**Input data:**
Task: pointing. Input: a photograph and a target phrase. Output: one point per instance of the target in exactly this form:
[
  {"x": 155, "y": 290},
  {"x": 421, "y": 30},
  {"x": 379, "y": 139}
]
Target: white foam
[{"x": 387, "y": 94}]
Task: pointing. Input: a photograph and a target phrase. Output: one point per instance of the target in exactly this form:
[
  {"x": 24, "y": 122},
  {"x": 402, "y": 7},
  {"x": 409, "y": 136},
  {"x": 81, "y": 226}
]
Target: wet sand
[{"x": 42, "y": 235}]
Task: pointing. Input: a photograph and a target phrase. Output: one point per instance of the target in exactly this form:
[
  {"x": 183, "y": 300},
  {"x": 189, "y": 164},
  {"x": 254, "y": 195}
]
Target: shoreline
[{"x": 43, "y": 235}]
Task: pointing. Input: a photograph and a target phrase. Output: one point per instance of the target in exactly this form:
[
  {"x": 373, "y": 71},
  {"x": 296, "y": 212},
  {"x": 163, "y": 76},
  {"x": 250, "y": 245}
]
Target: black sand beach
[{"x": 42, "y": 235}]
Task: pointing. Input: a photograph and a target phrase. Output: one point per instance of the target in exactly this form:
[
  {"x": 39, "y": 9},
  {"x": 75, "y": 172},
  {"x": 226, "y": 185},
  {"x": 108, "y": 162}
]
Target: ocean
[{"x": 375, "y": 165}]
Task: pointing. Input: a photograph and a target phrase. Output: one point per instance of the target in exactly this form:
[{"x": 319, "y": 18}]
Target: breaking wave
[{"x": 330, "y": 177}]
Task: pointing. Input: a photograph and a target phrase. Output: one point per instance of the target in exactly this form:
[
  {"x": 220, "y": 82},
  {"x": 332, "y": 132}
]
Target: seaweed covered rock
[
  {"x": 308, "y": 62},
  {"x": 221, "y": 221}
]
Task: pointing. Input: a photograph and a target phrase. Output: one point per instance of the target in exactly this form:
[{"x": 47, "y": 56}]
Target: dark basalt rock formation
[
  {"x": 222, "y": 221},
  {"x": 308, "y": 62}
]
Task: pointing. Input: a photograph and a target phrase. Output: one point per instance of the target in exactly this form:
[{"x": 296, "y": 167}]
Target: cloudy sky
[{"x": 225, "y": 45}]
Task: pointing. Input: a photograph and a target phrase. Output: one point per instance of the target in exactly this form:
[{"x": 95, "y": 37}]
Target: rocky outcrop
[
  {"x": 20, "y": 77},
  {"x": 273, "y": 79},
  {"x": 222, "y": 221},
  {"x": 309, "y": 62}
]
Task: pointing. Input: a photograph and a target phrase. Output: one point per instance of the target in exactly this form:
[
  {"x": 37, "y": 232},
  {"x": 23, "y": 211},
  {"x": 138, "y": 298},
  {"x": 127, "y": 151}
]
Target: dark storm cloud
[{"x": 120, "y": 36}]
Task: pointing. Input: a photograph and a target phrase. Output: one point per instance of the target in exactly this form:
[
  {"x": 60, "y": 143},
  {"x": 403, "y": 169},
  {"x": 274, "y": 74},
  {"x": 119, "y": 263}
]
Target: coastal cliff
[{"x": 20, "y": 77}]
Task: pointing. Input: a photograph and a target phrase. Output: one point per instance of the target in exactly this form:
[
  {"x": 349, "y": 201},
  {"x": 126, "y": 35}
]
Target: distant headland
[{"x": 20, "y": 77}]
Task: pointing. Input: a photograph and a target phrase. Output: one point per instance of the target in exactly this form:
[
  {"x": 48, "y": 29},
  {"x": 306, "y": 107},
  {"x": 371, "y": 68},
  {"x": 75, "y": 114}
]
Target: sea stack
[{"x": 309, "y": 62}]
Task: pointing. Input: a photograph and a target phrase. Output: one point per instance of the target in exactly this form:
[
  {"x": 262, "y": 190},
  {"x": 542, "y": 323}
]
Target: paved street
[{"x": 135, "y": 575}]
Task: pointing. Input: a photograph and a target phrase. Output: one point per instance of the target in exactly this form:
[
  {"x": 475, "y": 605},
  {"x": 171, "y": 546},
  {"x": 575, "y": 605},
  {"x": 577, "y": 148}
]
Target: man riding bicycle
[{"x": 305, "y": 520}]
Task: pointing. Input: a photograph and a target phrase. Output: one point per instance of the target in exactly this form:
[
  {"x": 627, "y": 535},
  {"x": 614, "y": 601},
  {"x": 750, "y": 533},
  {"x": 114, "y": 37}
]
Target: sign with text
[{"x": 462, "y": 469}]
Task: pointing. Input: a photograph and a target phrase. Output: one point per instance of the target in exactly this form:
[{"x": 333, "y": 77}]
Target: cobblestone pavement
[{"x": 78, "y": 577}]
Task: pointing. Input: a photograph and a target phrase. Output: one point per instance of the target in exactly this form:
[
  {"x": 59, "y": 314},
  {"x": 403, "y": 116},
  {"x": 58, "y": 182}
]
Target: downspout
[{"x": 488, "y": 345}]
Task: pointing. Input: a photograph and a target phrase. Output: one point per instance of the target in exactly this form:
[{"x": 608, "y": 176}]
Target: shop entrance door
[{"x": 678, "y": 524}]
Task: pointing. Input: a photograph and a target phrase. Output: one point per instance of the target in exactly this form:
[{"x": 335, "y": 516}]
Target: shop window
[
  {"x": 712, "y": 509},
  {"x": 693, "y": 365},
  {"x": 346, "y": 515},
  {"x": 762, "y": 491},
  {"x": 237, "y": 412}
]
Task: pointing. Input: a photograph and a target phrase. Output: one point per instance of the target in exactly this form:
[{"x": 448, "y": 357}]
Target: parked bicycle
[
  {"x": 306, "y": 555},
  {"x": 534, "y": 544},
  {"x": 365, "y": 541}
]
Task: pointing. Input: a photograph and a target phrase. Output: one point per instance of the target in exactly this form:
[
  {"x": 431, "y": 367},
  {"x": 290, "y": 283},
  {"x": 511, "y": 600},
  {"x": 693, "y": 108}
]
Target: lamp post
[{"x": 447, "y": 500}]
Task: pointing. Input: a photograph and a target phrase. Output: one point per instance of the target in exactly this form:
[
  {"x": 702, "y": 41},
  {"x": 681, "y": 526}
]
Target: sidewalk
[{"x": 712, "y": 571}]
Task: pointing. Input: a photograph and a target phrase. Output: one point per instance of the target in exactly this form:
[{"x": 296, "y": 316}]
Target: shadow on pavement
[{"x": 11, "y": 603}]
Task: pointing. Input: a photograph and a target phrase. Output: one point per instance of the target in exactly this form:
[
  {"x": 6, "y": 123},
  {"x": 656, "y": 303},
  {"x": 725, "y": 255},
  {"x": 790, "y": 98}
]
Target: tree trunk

**Your objective:** Give back all of the entries exactly as written.

**Completed task:**
Task: pointing. Input: a photograph and a target phrase. Output: one point per instance of the target in exactly this form:
[
  {"x": 155, "y": 290},
  {"x": 421, "y": 30},
  {"x": 379, "y": 139}
]
Target: white foam
[{"x": 387, "y": 94}]
Task: pointing. Input: a photograph and a target phrase. Output: one point per instance of the target in exactly this form:
[
  {"x": 24, "y": 122},
  {"x": 402, "y": 7},
  {"x": 409, "y": 136},
  {"x": 81, "y": 226}
]
Target: wet sand
[{"x": 42, "y": 235}]
Task: pointing. Input: a photograph and a target phrase. Output: one point per instance of the target in exactly this form:
[
  {"x": 183, "y": 300},
  {"x": 189, "y": 164},
  {"x": 254, "y": 195}
]
Target: shoreline
[{"x": 43, "y": 235}]
Task: pointing. Input: a photograph and a target phrase. Output: one point per instance of the target in exactly this form:
[
  {"x": 373, "y": 71},
  {"x": 296, "y": 212},
  {"x": 163, "y": 76},
  {"x": 250, "y": 245}
]
Target: black sand beach
[{"x": 42, "y": 235}]
Task: pointing. Input: a photograph and a target phrase. Output: one point per instance of the target in exactly this form:
[
  {"x": 39, "y": 9},
  {"x": 75, "y": 172},
  {"x": 226, "y": 185},
  {"x": 108, "y": 162}
]
Target: ocean
[{"x": 375, "y": 165}]
Task: pointing. Input: a photograph and a target phrase. Output: one point per instance of the target in exactly this form:
[{"x": 319, "y": 18}]
Target: breaking wave
[{"x": 330, "y": 177}]
Task: pointing. Input: a photograph and a target phrase. Output: one point per instance of the target in exactly this form:
[
  {"x": 220, "y": 82},
  {"x": 332, "y": 132}
]
Target: seaweed covered rock
[
  {"x": 308, "y": 62},
  {"x": 221, "y": 221}
]
Task: pointing. Input: a photograph and a target phrase. Output: one point per instance of the target in exactly this form:
[{"x": 47, "y": 56}]
Target: dark basalt rock formation
[
  {"x": 222, "y": 221},
  {"x": 308, "y": 62}
]
Task: pointing. Input: a photograph and a target phrase. Output: one point per instance of the target in exactly this form:
[{"x": 296, "y": 167}]
Target: cloudy sky
[{"x": 225, "y": 45}]
Task: pointing. Input: a photograph and a target phrase. Output: one point per instance of the target in exactly this form:
[{"x": 95, "y": 37}]
Target: rocky outcrop
[
  {"x": 20, "y": 77},
  {"x": 273, "y": 79},
  {"x": 222, "y": 221},
  {"x": 309, "y": 62}
]
Task: pointing. Input: a photograph and a target phrase. Output: one point per instance of the target in exactly this form:
[
  {"x": 37, "y": 232},
  {"x": 23, "y": 211},
  {"x": 138, "y": 298},
  {"x": 127, "y": 151}
]
Target: dark storm cloud
[{"x": 120, "y": 36}]
Task: pointing. Input: a photograph and a target phrase. Output: one point per instance of the target in exactly this form:
[
  {"x": 60, "y": 143},
  {"x": 403, "y": 169},
  {"x": 274, "y": 74},
  {"x": 119, "y": 263}
]
Target: coastal cliff
[{"x": 20, "y": 77}]
Task: pointing. Input: a photograph and a target phrase. Output: one point per instance of the target in exactly this form:
[
  {"x": 349, "y": 201},
  {"x": 126, "y": 35}
]
Target: distant headland
[{"x": 20, "y": 77}]
Task: pointing. Input: a photograph and a target phrase. Output: one point per instance of the target in exactly this form:
[
  {"x": 48, "y": 29},
  {"x": 306, "y": 107},
  {"x": 371, "y": 68},
  {"x": 75, "y": 114}
]
Target: sea stack
[{"x": 309, "y": 62}]
Task: pointing. Input: a photograph and a target phrase. Output: one point per instance of the target in exactly this form:
[
  {"x": 262, "y": 190},
  {"x": 542, "y": 323}
]
Target: paved street
[{"x": 135, "y": 575}]
Task: pointing. Input: a photograph and a target phrase. Output: one point per instance of the target in exactly this form:
[
  {"x": 475, "y": 605},
  {"x": 171, "y": 546},
  {"x": 575, "y": 605},
  {"x": 577, "y": 148}
]
Target: man riding bicycle
[{"x": 305, "y": 520}]
Task: pointing. Input: a photograph and a target phrase. Output: one point per instance of the target in exactly this form:
[
  {"x": 627, "y": 535},
  {"x": 614, "y": 601},
  {"x": 750, "y": 533},
  {"x": 114, "y": 37}
]
Target: sign with text
[{"x": 462, "y": 469}]
Task: pointing. Input: a photograph and a target phrase. Output: one point per instance of the target in exactly this form:
[{"x": 333, "y": 77}]
Target: cobblestone pavement
[{"x": 78, "y": 577}]
Task: pointing. Input: a photograph and a target phrase. Output: one point per instance of the target in exactly this form:
[
  {"x": 59, "y": 314},
  {"x": 403, "y": 116},
  {"x": 58, "y": 182}
]
Target: downspout
[{"x": 488, "y": 345}]
Task: pointing. Input: a photograph and a target phrase. Output: one point per instance of the target in exactly this form:
[{"x": 608, "y": 176}]
Target: shop entrance door
[{"x": 678, "y": 524}]
Task: pointing. Input: a photograph and a target phrase. Output: one point per instance of the target in exactly this form:
[{"x": 335, "y": 516}]
Target: shop window
[
  {"x": 712, "y": 509},
  {"x": 693, "y": 365},
  {"x": 346, "y": 515},
  {"x": 762, "y": 491},
  {"x": 237, "y": 412}
]
Task: pointing. Input: a photograph and a target phrase. Output: one point per instance of the target in exactly this form:
[{"x": 448, "y": 357}]
Target: parked bicycle
[
  {"x": 306, "y": 555},
  {"x": 534, "y": 544},
  {"x": 365, "y": 541}
]
Task: pointing. Input: a photograph and a target phrase. Output: one point per instance of the target in exactly this form:
[
  {"x": 431, "y": 367},
  {"x": 290, "y": 283},
  {"x": 511, "y": 600},
  {"x": 693, "y": 108}
]
Target: lamp post
[{"x": 447, "y": 500}]
Task: pointing. Input: a photograph and a target phrase. Output: one point per instance of the target in exactly this form:
[
  {"x": 702, "y": 41},
  {"x": 681, "y": 526}
]
Target: sidewalk
[{"x": 712, "y": 571}]
Task: pointing. Input: a photograph and a target phrase. Output: one point per instance of the target in exactly this form:
[{"x": 296, "y": 316}]
Target: shadow on pavement
[{"x": 11, "y": 603}]
Task: pointing. Input: a photograph and a target phrase. Output: one point per instance of the target in exactly this form:
[
  {"x": 6, "y": 123},
  {"x": 656, "y": 303},
  {"x": 725, "y": 255},
  {"x": 790, "y": 98}
]
Target: tree trunk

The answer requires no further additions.